* What you will do
Swap "goalkeeper" for "keeper" in the lines from the line containing "Get the bounding box for girl" up to and including the final line, and give only those lines again with everything else unchanged.

***** Listing *****

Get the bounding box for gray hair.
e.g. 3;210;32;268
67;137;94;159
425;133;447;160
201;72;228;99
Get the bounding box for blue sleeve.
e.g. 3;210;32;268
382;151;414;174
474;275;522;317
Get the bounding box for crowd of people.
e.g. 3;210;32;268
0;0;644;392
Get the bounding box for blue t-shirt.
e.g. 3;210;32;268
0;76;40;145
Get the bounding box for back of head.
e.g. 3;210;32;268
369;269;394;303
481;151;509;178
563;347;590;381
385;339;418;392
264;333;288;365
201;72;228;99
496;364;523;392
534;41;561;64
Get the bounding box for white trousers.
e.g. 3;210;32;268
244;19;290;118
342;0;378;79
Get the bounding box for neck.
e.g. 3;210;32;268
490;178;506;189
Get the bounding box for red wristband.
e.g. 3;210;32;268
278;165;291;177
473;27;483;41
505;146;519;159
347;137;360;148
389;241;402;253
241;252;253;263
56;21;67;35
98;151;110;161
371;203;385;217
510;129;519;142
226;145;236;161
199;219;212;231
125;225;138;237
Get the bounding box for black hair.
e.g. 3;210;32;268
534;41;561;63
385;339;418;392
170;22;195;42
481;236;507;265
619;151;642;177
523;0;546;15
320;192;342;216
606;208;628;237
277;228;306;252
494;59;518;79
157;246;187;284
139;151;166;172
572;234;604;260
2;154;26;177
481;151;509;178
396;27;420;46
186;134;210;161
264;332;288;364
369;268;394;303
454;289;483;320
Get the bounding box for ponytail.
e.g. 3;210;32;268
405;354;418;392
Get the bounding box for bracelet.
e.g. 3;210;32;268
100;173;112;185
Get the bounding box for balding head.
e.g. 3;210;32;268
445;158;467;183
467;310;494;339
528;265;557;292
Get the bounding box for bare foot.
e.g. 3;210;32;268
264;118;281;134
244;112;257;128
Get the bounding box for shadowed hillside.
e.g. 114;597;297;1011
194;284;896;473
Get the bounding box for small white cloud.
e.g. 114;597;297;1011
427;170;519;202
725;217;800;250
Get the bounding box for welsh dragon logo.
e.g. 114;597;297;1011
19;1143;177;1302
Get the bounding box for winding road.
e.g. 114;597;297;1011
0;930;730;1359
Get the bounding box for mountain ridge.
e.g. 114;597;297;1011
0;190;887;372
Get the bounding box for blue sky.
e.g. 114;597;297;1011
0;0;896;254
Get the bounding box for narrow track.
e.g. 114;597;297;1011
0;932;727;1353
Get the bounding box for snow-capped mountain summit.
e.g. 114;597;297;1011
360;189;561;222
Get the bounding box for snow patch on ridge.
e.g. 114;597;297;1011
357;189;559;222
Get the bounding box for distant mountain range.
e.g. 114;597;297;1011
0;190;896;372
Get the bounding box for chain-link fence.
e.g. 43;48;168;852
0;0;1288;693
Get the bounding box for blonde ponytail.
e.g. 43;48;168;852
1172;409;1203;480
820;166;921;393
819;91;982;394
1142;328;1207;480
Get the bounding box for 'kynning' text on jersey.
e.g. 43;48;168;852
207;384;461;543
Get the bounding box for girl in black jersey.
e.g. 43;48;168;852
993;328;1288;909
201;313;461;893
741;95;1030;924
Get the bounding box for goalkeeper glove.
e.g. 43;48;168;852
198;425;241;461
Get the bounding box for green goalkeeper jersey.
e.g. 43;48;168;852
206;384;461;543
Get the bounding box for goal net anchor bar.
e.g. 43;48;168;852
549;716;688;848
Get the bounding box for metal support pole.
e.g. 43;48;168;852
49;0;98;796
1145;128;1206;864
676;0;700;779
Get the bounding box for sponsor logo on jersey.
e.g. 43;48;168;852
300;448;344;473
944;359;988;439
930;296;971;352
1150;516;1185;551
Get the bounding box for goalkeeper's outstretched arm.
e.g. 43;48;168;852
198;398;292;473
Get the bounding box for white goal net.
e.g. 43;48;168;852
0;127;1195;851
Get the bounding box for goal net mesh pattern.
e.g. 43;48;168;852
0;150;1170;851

*****

* Finished exercise
Get the bounding box for girl in black jersey.
e.g. 43;48;168;852
993;328;1288;909
201;313;461;893
741;95;1030;924
Get the bounding box for keeper glove.
e.g. 43;48;168;852
198;425;241;461
Get the bounding box for green keeper jersey.
e.g. 43;48;168;852
206;384;461;543
Get the bounding box for goal net anchor bar.
e.g. 43;48;168;852
549;716;688;848
Get the bounding box for metal support pole.
e.g. 43;48;168;852
49;0;98;796
1145;128;1206;864
676;0;700;779
Get the bounding box for sponsor logo on jersey.
e.g. 43;48;168;852
300;448;344;473
944;359;988;439
930;296;971;352
1150;516;1185;551
Get the bounding box for keeper's outstretched arm.
e.g. 43;48;168;852
198;398;292;473
Get the bounding box for white goal net.
e.g. 43;48;168;852
0;127;1195;851
Get the bounding box for goal net mesh pattern.
e.g. 43;48;168;852
0;150;1170;851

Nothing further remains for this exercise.